• _SOURCE_:
▶
# Office nano



## hotweldfire (16 Feb 2012)

Got this 30x20x20 off Ryan some time ago (don't know where he got it, maybe he can tell us). Was meant to go on my office desk. My health and safety were asked if it was OK (mistake to ask them) and they said no. Firstly, water, electricity, no no. Secondly, we have a strict no pets policy they said.

Well, I'm still in the same job but only 1 day a week. The other 4 days a week is at a new place and they have the most sane health and safety officer I've ever met. The kind of bloke who says, yeah, you can shift your own desk across the room, no worries. Isn't going to say no because he's scared I'll do my back in then sue the company.

Obviously I'm planning to keep shrimp in there. Might stick some chili rasboras in too, don't know yet. Is a really tiny tank though, only 12 litres. Have had a mini bag of siporax sat in the eheim on my main tank for a month now. It's gone into an aqua 100 hob. Got a 40 light led that used to have on my other nano, that'll be the light for this tank. Also got a tiny heater from a far east ebay seller.

Set it up tonight in an hour. Keeping it very simple. Just lava rock, hairgrass, a bit of H. triparita and mini xmas moss. Wanted to use acicularis but couldn't find any so parvula instead. Apologies as ever for the crap photos. Phone camera but with my skills the DSLR probably wouldn't have been any better. Inspired by a couple of Wen's scapes. Following some of Dincho's advice on shrimp tank setup.

This is the basic scape. Layers of lava rock to create a little cliff with a couple of tongues running off it:


Office setup 2 by hotweldfire, on Flickr

First layer - mosura old sea mud powder (shrimp voodoo juice #1)
◀
Records in a dataset
▶
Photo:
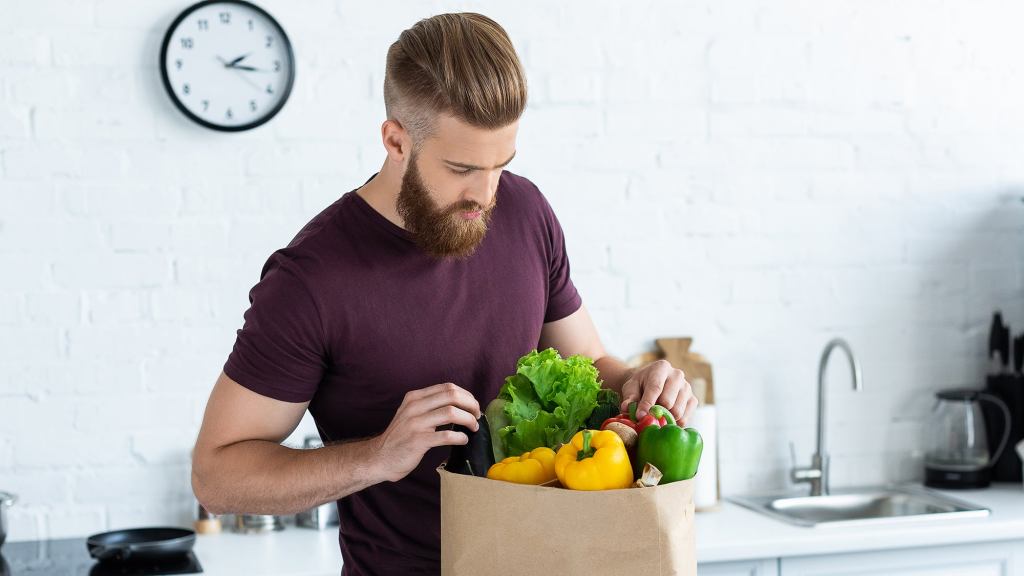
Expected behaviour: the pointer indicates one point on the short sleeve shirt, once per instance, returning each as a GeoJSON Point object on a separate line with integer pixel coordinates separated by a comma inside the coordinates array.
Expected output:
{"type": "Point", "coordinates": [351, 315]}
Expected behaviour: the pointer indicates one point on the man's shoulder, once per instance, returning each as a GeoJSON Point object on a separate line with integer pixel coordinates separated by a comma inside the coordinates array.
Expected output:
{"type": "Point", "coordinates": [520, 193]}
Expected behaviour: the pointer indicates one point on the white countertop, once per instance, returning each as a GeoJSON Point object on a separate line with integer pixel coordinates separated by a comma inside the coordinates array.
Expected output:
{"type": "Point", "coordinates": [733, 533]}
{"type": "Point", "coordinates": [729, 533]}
◀
• _REQUIREMENT_:
Print the passage from the office nano thread exactly, starting with "Set it up tonight" and going on through "voodoo juice #1)".

• _SOLVED PROBLEM_:
Set it up tonight in an hour. Keeping it very simple. Just lava rock, hairgrass, a bit of H. triparita and mini xmas moss. Wanted to use acicularis but couldn't find any so parvula instead. Apologies as ever for the crap photos. Phone camera but with my skills the DSLR probably wouldn't have been any better. Inspired by a couple of Wen's scapes. Following some of Dincho's advice on shrimp tank setup.

This is the basic scape. Layers of lava rock to create a little cliff with a couple of tongues running off it:


Office setup 2 by hotweldfire, on Flickr

First layer - mosura old sea mud powder (shrimp voodoo juice #1)